As I inch closer to 30, the world—or society as we know it—seems to lurch closer to collapse. While my younger self certainly had quaint suburban fantasies of a nuclear family, including a gaggle of children I’d take camping in my native Peak District, my current self struggles to visualise what my future might look like.
Maybe our collective obsession with ageing, with freezing our faces at 21, goes beyond toxic beauty standards. Maybe it’s not just our appearances, but our planet that we wish we could maintain exactly as it is. Not that our planet as it stands is perfect; wildfires rage annually and biodiversity is declining at an alarming rate. But it’s liveable, just about.
Those who are having children right now aren’t bringing a new generation into an entirely broken world, but it’s certainly a world on the brink. And I know these existential feelings around having children are not unique to gen Z; I’m sure many millennial parents have also felt compelled to factor “potential planetary collapse” into their family planning. I’m at least grateful to have the luxury of time left to consider my decision. I always say I’d love to have children, one day, but my choice will be entirely dependent on what we do in the next five years to get climate change under control. The appointment of a second Trump administration hasn’t exactly filled me with hope.

Exercise requirements:
a) According to the piece on climate change and having children, what will the writer's decision about having children depend on?
b) Retype the stretch of the piece on climate change and having children from "As I inch closer" through "might look like.", keeping every word and punctuation mark unchanged.
c) Extend the piece on climate change and having children, starting right after its final sentence.

The data:

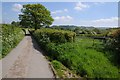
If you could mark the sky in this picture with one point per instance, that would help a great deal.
(97, 14)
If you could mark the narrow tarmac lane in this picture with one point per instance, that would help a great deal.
(26, 61)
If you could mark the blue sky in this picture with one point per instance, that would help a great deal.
(98, 14)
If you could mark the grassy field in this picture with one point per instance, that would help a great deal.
(11, 36)
(83, 57)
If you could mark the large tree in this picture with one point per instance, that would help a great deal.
(35, 15)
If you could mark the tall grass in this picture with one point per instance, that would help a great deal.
(83, 58)
(11, 36)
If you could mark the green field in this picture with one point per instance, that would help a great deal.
(84, 57)
(11, 36)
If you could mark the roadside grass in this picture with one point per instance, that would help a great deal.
(83, 57)
(62, 71)
(11, 36)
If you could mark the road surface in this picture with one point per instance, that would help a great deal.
(26, 61)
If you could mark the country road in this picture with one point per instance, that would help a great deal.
(26, 61)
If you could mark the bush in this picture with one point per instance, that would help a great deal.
(11, 36)
(84, 61)
(113, 45)
(79, 56)
(53, 35)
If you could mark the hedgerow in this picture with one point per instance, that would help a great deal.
(11, 36)
(54, 35)
(80, 56)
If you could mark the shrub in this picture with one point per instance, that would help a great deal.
(53, 35)
(11, 36)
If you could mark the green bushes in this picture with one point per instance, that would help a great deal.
(80, 56)
(11, 36)
(83, 60)
(53, 35)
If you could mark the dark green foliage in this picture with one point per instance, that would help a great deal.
(35, 15)
(83, 60)
(80, 56)
(11, 36)
(113, 45)
(45, 35)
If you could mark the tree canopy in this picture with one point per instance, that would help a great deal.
(35, 15)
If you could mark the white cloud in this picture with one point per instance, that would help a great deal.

Answers for this exercise:
a) It will depend entirely on what we do in the next five years to get climate change under control.

b)
As I inch closer to 30, the world—or society as we know it—seems to lurch closer to collapse. While my younger self certainly had quaint suburban fantasies of a nuclear family, including a gaggle of children I’d take camping in my native Peak District, my current self struggles to visualise what my future might look like.

c)
Not to add any more fuel to the intergenerational fire, but it was bad enough that baby boomers had robbed us of homeownership, affordable higher education and a functioning welfare state. They also seem to have robbed us of our future. Of course, I know it’s billionaires who are the most to blame, not the average boomer. Avarice, not age, has everything to do with it. But it’s fun to point fingers and make sweeping generalisations, isn’t it? That’s what media is for, as I understand it.
Anyway, every time I make the ill-informed decision to switch on the news and see a 78-year-old man doing his absolute best to trash the planet, my blood boils. I think to myself: “You fucking fuck. You get to live all of that life and—then what? —ruin it for the rest of us?”
I’ve passed the point of caring about buying a home or financial security or the “career ladder” or the concept of one day retiring with a healthy pension pot. I just want to turn 78.
I know that “tomorrow is never promised” and it’s a waste of my time and energy to be getting so bogged down in the existentialism of it all, but the difference here is that my worries are not about chance or coincidence or freak accidents. I’m not thinking about whether I could get hit by a bus tomorrow or how lives can be upturned overnight. This is about decisions and choices that are actively being made by governments and billionaires the world over.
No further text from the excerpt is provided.